━━━━━ Selected excerpt ━━━━━
Boyfriend is driving my CRAZY!

Alex - posted on 04/13/2016 ( 5 moms have responded )





I am 23 years old and am 9 weeks pregnant. Although this was a surprise pregnancy we are very excited and happy. BUT my boyfriend who is 32 is driving me insane. He seriously acts like an immature teenager. We have only been together for just over a year before I found out I was pregnant, the news was a big shock to both of us. The shock has passed for me but he constantly asks me "are you sure you want to do this?"
"are you just going to leave me when you have the baby?". I reassure him that everything going to be okay, but i truly don't think it will. He himself asks like a child, will not pick up after himself, won't do ANY house work without me begging for his help, and even is he does do something, he does is half assed or its completely undone the next day. I spend 3 hours a day cleaning up and he comes home and destroys everything I've done. I am seriously just sick of the man, anything he does makes me angry.. and I'm sick of having to tell him how to make me happy, like just rub my damn back for twenty minutes or bring me a tea!!! Its not that much to ask but he still won't do anything, its like he seriously doesn't use his brain. And whats going to happened when the baby comes? Am i going to be stuck doing everything an start to hate my life? I feel as if i need time away from him... am I wrong?
━━━━━ Dataset rows ━━━━━
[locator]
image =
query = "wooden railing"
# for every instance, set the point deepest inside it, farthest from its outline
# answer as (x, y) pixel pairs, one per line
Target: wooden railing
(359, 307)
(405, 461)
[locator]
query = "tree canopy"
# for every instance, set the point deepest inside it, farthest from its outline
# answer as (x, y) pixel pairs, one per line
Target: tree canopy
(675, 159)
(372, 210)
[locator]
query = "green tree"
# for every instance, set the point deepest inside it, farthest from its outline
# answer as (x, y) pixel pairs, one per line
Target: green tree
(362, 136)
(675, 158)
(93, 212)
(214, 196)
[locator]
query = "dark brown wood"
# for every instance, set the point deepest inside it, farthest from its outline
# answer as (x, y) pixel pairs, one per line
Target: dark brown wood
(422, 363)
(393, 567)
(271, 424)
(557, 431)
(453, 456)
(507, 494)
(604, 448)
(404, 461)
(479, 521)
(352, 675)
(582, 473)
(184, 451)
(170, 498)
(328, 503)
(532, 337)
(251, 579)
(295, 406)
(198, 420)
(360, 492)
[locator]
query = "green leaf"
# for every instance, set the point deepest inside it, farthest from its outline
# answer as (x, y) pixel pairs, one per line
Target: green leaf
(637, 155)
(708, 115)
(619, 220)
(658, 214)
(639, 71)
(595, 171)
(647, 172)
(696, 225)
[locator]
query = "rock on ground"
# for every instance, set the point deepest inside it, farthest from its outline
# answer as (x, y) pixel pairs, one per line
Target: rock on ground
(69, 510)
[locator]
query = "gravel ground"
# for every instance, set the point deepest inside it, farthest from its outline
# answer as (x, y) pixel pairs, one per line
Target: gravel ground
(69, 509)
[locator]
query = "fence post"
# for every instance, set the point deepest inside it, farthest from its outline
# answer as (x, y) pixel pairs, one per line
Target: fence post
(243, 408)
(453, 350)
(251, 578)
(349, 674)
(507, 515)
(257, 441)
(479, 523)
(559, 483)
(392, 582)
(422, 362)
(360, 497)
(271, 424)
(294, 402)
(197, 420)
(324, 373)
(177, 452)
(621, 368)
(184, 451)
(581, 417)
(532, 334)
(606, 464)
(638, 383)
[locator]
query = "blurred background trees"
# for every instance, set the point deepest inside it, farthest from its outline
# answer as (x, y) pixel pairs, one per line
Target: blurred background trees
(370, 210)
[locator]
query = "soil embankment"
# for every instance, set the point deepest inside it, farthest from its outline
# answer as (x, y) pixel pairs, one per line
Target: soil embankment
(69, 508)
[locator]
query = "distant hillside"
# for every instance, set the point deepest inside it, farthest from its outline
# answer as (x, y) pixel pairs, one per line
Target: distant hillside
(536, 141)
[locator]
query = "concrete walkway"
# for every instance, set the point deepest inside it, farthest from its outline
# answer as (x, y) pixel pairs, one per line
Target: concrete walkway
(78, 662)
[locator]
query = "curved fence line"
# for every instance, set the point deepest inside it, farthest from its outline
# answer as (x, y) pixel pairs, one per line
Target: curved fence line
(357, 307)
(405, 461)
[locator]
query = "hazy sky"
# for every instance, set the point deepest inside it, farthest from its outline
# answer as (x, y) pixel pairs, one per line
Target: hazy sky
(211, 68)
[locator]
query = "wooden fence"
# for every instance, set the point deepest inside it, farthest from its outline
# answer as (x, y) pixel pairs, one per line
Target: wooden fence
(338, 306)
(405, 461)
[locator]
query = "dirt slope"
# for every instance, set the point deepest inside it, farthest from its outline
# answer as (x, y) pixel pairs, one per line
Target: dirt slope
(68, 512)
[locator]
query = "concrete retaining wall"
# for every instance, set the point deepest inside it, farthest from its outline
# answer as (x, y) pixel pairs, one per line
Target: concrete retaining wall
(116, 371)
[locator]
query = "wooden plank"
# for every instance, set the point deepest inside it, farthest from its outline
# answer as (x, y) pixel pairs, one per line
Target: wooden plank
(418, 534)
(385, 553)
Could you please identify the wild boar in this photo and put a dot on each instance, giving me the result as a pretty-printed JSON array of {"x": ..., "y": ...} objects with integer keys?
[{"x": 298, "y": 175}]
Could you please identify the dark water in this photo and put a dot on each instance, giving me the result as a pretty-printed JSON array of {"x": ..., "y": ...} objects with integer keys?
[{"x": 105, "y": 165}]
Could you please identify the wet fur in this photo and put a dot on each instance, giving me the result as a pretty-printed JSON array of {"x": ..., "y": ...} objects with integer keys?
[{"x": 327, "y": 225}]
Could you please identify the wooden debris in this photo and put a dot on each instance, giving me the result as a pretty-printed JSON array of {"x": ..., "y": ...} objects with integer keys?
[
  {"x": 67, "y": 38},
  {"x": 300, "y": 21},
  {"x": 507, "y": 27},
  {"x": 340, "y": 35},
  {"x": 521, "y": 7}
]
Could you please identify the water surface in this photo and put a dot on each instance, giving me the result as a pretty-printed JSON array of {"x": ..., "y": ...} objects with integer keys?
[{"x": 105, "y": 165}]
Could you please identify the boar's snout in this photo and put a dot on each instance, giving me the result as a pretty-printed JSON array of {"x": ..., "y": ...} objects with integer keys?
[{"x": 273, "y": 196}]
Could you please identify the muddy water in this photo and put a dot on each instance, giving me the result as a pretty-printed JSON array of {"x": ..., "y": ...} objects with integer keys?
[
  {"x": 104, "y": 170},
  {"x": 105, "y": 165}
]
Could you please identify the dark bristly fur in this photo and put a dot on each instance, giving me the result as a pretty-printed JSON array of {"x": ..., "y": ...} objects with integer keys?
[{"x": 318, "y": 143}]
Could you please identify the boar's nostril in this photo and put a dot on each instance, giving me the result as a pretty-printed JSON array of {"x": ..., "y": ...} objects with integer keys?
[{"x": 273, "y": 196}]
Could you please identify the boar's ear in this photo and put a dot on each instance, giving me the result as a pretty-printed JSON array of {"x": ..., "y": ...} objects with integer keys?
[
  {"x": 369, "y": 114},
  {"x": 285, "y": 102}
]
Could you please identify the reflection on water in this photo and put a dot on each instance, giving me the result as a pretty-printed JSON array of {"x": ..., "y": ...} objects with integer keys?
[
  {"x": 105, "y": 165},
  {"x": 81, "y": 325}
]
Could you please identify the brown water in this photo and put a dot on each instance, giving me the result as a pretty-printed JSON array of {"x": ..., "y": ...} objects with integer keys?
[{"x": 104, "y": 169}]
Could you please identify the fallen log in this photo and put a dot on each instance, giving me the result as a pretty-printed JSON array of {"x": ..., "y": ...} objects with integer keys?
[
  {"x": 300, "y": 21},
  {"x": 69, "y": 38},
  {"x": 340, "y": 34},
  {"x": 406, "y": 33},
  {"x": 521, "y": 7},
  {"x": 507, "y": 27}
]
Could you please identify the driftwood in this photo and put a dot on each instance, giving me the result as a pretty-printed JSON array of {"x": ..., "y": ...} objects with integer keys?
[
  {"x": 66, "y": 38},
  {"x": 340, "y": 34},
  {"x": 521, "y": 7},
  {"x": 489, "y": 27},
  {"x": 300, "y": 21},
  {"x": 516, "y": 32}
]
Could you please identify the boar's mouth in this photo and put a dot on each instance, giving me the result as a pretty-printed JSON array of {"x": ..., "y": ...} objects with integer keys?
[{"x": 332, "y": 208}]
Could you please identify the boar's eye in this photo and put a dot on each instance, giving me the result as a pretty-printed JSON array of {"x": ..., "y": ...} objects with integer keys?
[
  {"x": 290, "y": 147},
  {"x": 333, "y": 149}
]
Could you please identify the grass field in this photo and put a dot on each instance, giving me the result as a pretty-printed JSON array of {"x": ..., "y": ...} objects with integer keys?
━━━━━
**Exercise set**.
• 1. Summarize the forum post about the frustrating boyfriend in two sentences.
• 2. Carry on writing the forum post about the frustrating boyfriend from the point where it ends.
These records were gathered from a separate source.

**Responses**.
• 1. A 23-year-old poster who is 9 weeks into a surprise pregnancy says both partners are excited, but the 32-year-old boyfriend acts like an immature teenager, keeps asking whether the poster is sure and will leave after the baby, and does almost no housework. Sick of cleaning up after him and of having to spell out small requests like a back rub or a tea, the poster worries about being stuck doing everything once the baby comes and asks whether needing time away from him is wrong.

• 2.
~♥Little Miss - posted on 04/13/2016




No, you are not wrong. If he cannot help now, most likely he won't when the baby comes. He sounds lazy. It sounds like you are living together. Is this what you want? Try not to appease him by telling him what he wants to hear. It will not help. Be honest with him about your frustration, and if things don't change, then you need to figure out if this is the right situation for you to raise a baby in. Good luck love.

Jodi - posted on 04/13/2016




Well, he didn't suddenly just start doing this when you got pregnant. How long have you been living together?


View replies by

Michelle - posted on 04/13/2016




Counseling could help.
If he's not listening to your concerns you need to make it clear to him that he needs to step up and be an adult for it will be over. You are having a baby and don't need 2.
Just a side question, how did his parents raise him? Did his Mother do everything for him? Was he brought up having everything handed to him? It's hard to get someone to realize what needs to be done if they were never made to do the housework etc.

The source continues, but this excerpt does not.